§ WHAT YOU SHOULD DO
Rewrite the rows below as a numbered list, leaving out any blank lines.

<<<<

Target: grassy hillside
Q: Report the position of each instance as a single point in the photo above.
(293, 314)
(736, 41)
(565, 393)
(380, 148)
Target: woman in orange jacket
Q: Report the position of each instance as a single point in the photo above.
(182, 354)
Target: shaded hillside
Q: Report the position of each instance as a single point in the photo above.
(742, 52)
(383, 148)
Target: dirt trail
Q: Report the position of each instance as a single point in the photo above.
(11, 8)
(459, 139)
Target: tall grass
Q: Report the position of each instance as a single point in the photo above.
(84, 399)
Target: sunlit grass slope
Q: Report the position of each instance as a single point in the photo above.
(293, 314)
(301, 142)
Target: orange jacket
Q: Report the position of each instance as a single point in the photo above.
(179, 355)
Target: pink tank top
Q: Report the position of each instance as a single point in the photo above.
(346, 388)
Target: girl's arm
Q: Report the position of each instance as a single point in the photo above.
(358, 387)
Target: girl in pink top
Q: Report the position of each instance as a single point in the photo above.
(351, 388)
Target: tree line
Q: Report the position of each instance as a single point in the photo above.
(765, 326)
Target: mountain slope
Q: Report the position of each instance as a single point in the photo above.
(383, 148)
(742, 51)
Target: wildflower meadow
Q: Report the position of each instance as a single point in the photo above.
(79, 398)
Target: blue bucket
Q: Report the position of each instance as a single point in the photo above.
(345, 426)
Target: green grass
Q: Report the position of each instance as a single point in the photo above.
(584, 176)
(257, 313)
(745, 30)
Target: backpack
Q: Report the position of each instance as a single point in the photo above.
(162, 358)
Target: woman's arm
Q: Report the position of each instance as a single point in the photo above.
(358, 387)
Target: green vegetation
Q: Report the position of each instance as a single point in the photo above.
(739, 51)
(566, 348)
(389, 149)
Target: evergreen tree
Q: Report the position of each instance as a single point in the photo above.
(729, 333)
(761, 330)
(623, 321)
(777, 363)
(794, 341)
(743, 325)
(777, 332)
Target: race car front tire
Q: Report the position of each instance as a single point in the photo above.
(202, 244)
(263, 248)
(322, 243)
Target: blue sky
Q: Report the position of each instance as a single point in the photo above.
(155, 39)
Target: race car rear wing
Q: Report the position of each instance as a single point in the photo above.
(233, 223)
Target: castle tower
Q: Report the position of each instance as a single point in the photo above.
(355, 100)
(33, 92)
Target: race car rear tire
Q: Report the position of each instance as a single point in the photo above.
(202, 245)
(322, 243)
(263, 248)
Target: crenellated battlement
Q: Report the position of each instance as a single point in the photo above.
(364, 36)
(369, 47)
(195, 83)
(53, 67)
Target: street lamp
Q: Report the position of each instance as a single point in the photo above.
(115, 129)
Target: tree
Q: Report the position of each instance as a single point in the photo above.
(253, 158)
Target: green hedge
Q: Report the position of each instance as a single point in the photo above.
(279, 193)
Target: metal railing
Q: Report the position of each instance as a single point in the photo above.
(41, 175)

>>>>

§ RESPONSE
1. Target: grassy hillside
2. Q: Report the position of each instance as a single point in the photo above.
3. (293, 314)
4. (736, 41)
5. (565, 393)
6. (380, 148)
7. Target: woman in orange jacket
8. Q: Report the position of each instance as a single point in the photo above.
9. (182, 354)
10. Target: shaded hillside
11. Q: Report the position of each instance as a single point in the photo above.
12. (742, 52)
13. (383, 148)
14. Target: dirt trail
15. Q: Report the position of each instance as a single point in the photo above.
16. (11, 8)
17. (459, 139)
18. Target: tall grass
19. Q: Report the position of each instance as a single point in the photo above.
20. (84, 399)
21. Target: sunlit grass slope
22. Q: Report the position of each instance as a single point in the photo above.
23. (293, 314)
24. (301, 142)
25. Target: orange jacket
26. Q: Report the position of each instance as a single point in the photo above.
27. (179, 355)
28. Target: pink tank top
29. Q: Report the position of each instance as a single point in the photo above.
30. (346, 388)
31. Target: girl's arm
32. Q: Report the position of each instance as a single point in the photo above.
33. (358, 387)
34. Target: girl in pink top
35. Q: Report the position of each instance as a single point in the photo above.
36. (351, 388)
37. Target: tree line
38. Q: Report the position of each instance as a single point in the photo above.
39. (765, 326)
40. Target: mountain slope
41. Q: Report the position of each instance as a single point in the photo above.
42. (383, 148)
43. (742, 51)
44. Target: wildflower meadow
45. Q: Report the position of each instance as a single point in the photo above.
46. (79, 398)
47. Target: blue bucket
48. Q: Report the position of each instance as a single point in the photo above.
49. (345, 426)
50. Target: green grass
51. Q: Report the position of each instance as a single point in the photo above.
52. (584, 176)
53. (257, 313)
54. (745, 30)
55. Target: backpack
56. Q: Report the position of each instance as a single point in the photo above.
57. (162, 358)
58. Target: woman's arm
59. Q: Report the position of each instance as a single point in the photo above.
60. (358, 387)
61. Target: green vegetation
62. Q: Report the position of each instance as a single point in the photo above.
63. (739, 51)
64. (566, 348)
65. (389, 149)
66. Target: evergreen tree
67. Q: Report the position of each instance as a single point in the photo above.
68. (729, 333)
69. (761, 330)
70. (623, 321)
71. (777, 363)
72. (794, 341)
73. (743, 325)
74. (777, 332)
75. Target: race car front tire
76. Q: Report the position of each instance as a single point in the photo above.
77. (202, 244)
78. (263, 248)
79. (322, 243)
80. Target: blue sky
81. Q: Report the position of each instance as a single point in the photo above.
82. (155, 39)
83. Target: race car rear wing
84. Q: Report the position of each instance as a single point in the photo above.
85. (233, 223)
86. Target: castle tower
87. Q: Report the position of each instance as a single point in the photo above.
88. (355, 100)
89. (33, 92)
90. Target: race car rear tire
91. Q: Report the position of each instance as a single point in the photo above.
92. (202, 245)
93. (322, 243)
94. (263, 248)
95. Target: crenellated battlement
96. Q: Report the position of each instance as a single point in the photo above.
97. (364, 36)
98. (369, 47)
99. (195, 83)
100. (53, 67)
101. Target: street lamp
102. Q: Report the position of each instance as a single point in the photo above.
103. (115, 129)
104. Target: tree
105. Q: Report the position of each instance as a single point in the photo above.
106. (253, 158)
107. Target: green hedge
108. Q: Report the position of each instance as a single point in the photo above.
109. (279, 193)
110. Target: metal railing
111. Q: Report the position of each instance as a single point in the photo above.
112. (41, 175)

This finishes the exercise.